### Directions for this task
Output the records below as a JSON array of strings, with one string per line and blank lines omitted.

◇ ◇ ◇ ◇ ◇ ◇ ◇

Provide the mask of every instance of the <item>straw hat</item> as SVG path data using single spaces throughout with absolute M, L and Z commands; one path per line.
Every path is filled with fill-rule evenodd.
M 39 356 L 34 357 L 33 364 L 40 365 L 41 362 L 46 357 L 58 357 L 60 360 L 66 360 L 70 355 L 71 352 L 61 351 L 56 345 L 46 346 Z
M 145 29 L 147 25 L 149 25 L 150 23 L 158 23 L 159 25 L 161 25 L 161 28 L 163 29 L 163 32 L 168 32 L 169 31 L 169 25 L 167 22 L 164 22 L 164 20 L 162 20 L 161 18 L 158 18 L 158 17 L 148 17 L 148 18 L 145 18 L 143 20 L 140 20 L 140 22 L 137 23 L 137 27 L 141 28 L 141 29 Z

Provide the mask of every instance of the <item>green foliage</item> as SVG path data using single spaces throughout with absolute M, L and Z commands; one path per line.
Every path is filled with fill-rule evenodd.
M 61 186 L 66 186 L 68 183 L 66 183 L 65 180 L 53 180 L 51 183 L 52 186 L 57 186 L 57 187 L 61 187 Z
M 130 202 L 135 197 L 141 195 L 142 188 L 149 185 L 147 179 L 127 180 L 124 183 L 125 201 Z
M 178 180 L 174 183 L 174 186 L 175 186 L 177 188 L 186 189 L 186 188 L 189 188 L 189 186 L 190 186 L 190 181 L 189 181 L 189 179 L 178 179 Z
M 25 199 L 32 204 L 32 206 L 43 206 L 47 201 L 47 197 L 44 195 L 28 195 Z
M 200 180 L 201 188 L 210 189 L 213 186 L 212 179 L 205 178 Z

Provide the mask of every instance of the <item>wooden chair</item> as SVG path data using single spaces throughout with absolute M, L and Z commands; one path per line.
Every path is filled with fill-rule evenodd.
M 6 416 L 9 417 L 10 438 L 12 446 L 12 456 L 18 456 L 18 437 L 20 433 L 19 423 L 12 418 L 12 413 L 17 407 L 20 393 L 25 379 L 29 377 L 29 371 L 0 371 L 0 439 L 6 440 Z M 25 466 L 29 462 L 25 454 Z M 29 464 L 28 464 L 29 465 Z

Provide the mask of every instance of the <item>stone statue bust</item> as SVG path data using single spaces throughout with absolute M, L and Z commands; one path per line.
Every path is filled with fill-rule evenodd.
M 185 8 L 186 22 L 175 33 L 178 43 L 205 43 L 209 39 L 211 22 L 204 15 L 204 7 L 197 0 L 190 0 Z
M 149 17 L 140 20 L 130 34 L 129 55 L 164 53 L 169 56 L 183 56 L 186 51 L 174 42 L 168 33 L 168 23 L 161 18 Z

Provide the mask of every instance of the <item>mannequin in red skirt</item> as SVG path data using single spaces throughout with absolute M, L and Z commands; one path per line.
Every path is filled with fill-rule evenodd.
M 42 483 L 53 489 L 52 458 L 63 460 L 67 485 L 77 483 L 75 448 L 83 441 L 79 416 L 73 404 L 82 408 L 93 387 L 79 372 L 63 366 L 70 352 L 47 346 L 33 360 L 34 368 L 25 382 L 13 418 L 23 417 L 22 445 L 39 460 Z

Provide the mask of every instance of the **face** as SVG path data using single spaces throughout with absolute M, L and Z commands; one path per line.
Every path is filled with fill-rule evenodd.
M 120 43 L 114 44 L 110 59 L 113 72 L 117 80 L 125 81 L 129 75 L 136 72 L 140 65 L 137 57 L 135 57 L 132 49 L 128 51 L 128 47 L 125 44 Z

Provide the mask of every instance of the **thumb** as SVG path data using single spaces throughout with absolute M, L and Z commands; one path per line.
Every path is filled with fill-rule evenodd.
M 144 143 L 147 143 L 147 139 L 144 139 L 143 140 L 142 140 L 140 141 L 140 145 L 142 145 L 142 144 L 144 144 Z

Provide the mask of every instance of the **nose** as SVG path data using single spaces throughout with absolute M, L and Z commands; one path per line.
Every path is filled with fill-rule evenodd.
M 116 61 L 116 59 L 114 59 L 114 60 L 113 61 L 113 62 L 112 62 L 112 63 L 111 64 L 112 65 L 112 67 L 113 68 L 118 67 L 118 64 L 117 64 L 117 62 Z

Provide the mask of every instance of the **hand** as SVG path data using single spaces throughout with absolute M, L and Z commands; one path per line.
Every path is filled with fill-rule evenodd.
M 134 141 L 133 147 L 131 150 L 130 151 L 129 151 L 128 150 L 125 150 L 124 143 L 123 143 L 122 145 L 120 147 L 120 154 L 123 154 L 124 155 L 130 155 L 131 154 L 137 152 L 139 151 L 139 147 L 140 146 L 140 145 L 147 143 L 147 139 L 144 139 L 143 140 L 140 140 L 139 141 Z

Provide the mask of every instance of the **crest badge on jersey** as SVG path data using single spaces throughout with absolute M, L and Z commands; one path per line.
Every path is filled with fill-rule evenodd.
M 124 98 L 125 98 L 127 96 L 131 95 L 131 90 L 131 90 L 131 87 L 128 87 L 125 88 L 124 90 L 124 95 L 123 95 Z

◇ ◇ ◇ ◇ ◇ ◇ ◇

### Correct output
[
  "Provide the mask of every instance of the <item>straw hat</item> as SVG path data using single spaces throughout with absolute M, L and Z commands; one path per line.",
  "Every path is filled with fill-rule evenodd.",
  "M 39 356 L 34 357 L 33 364 L 40 365 L 41 362 L 46 357 L 58 357 L 60 360 L 66 360 L 70 355 L 71 352 L 61 351 L 56 345 L 46 346 Z",
  "M 145 29 L 147 25 L 149 25 L 150 23 L 158 23 L 159 25 L 161 25 L 161 28 L 163 29 L 163 32 L 168 32 L 169 31 L 169 25 L 167 22 L 164 22 L 164 20 L 162 20 L 161 18 L 158 18 L 158 17 L 148 17 L 148 18 L 145 18 L 143 20 L 140 20 L 140 22 L 137 23 L 137 27 L 141 28 L 141 29 Z",
  "Provide the mask of every instance of the <item>green foliage</item> as SVG path data using single spaces throughout with absolute M, L and Z commands; one path per line.",
  "Every path is filled with fill-rule evenodd.",
  "M 61 186 L 66 186 L 68 183 L 66 183 L 65 180 L 53 180 L 51 183 L 52 186 L 57 186 L 57 187 L 61 187 Z",
  "M 130 202 L 135 197 L 141 195 L 142 188 L 149 185 L 147 179 L 127 180 L 124 183 L 125 201 Z",
  "M 178 180 L 174 183 L 174 186 L 175 186 L 177 188 L 186 189 L 186 188 L 189 188 L 189 186 L 190 186 L 190 181 L 189 181 L 189 179 L 178 179 Z",
  "M 25 199 L 32 204 L 32 206 L 43 206 L 47 201 L 47 197 L 44 195 L 28 195 Z",
  "M 200 180 L 201 188 L 210 189 L 213 186 L 212 179 L 205 178 Z",
  "Provide the mask of every instance of the <item>wooden chair</item> as SVG path data using single spaces throughout with absolute M, L and Z commands; one path per line.",
  "Every path is filled with fill-rule evenodd.",
  "M 6 416 L 9 417 L 10 438 L 12 446 L 12 456 L 18 456 L 18 437 L 20 433 L 19 423 L 12 418 L 12 413 L 17 407 L 20 393 L 25 379 L 29 377 L 29 371 L 0 371 L 0 439 L 6 440 Z M 25 466 L 29 462 L 25 454 Z M 29 464 L 28 464 L 29 465 Z",
  "Provide the mask of every instance of the <item>stone statue bust</item> as SVG path data using single spaces throughout with absolute M, L and Z commands; one path per line.",
  "Every path is filled with fill-rule evenodd.",
  "M 185 8 L 186 22 L 175 33 L 178 43 L 205 43 L 209 39 L 211 22 L 204 15 L 204 7 L 197 0 L 190 0 Z",
  "M 149 17 L 140 20 L 130 34 L 129 55 L 164 53 L 169 56 L 183 56 L 186 51 L 174 42 L 168 33 L 168 23 L 161 18 Z",
  "Provide the mask of every instance of the <item>mannequin in red skirt</item> as SVG path data using single spaces throughout with absolute M, L and Z commands; one path per line.",
  "Every path is filled with fill-rule evenodd.",
  "M 42 483 L 53 489 L 52 458 L 63 460 L 67 485 L 77 483 L 75 448 L 83 441 L 79 416 L 73 404 L 82 408 L 93 387 L 79 372 L 63 366 L 70 352 L 47 346 L 33 360 L 34 368 L 25 382 L 13 418 L 23 417 L 22 445 L 39 460 Z",
  "Provide the mask of every instance of the **face** as SVG path data using single spaces throughout with absolute M, L and Z commands; one path per line.",
  "Every path is filled with fill-rule evenodd.",
  "M 120 43 L 114 44 L 110 59 L 113 72 L 117 80 L 125 81 L 129 75 L 136 72 L 140 65 L 137 57 L 135 57 L 132 49 L 128 51 L 128 47 L 125 44 Z",
  "Provide the mask of every instance of the **thumb** as SVG path data using single spaces throughout with absolute M, L and Z commands; one path per line.",
  "Every path is filled with fill-rule evenodd.",
  "M 144 143 L 147 143 L 147 139 L 144 139 L 143 140 L 142 140 L 140 141 L 140 145 L 142 145 L 142 144 L 144 144 Z",
  "Provide the mask of every instance of the **nose** as SVG path data using single spaces throughout with absolute M, L and Z commands; one path per line.",
  "Every path is filled with fill-rule evenodd.",
  "M 116 61 L 116 59 L 114 59 L 114 60 L 113 61 L 113 62 L 112 62 L 112 63 L 111 64 L 112 65 L 112 67 L 113 68 L 118 67 L 118 64 L 117 64 L 117 62 Z",
  "Provide the mask of every instance of the **hand** as SVG path data using single spaces throughout with absolute M, L and Z commands; one path per line.",
  "Every path is filled with fill-rule evenodd.",
  "M 134 141 L 133 147 L 131 150 L 130 151 L 129 151 L 128 150 L 125 150 L 124 143 L 123 143 L 122 145 L 120 147 L 120 154 L 123 154 L 124 155 L 130 155 L 131 154 L 137 152 L 139 151 L 139 147 L 140 146 L 140 145 L 147 143 L 147 139 L 144 139 L 143 140 L 140 140 L 139 141 Z",
  "Provide the mask of every instance of the **crest badge on jersey** as SVG path data using single spaces throughout with absolute M, L and Z commands; one path per line.",
  "Every path is filled with fill-rule evenodd.",
  "M 124 98 L 125 98 L 127 96 L 131 95 L 131 90 L 131 90 L 131 87 L 128 87 L 125 88 L 124 90 L 124 95 L 123 95 Z"
]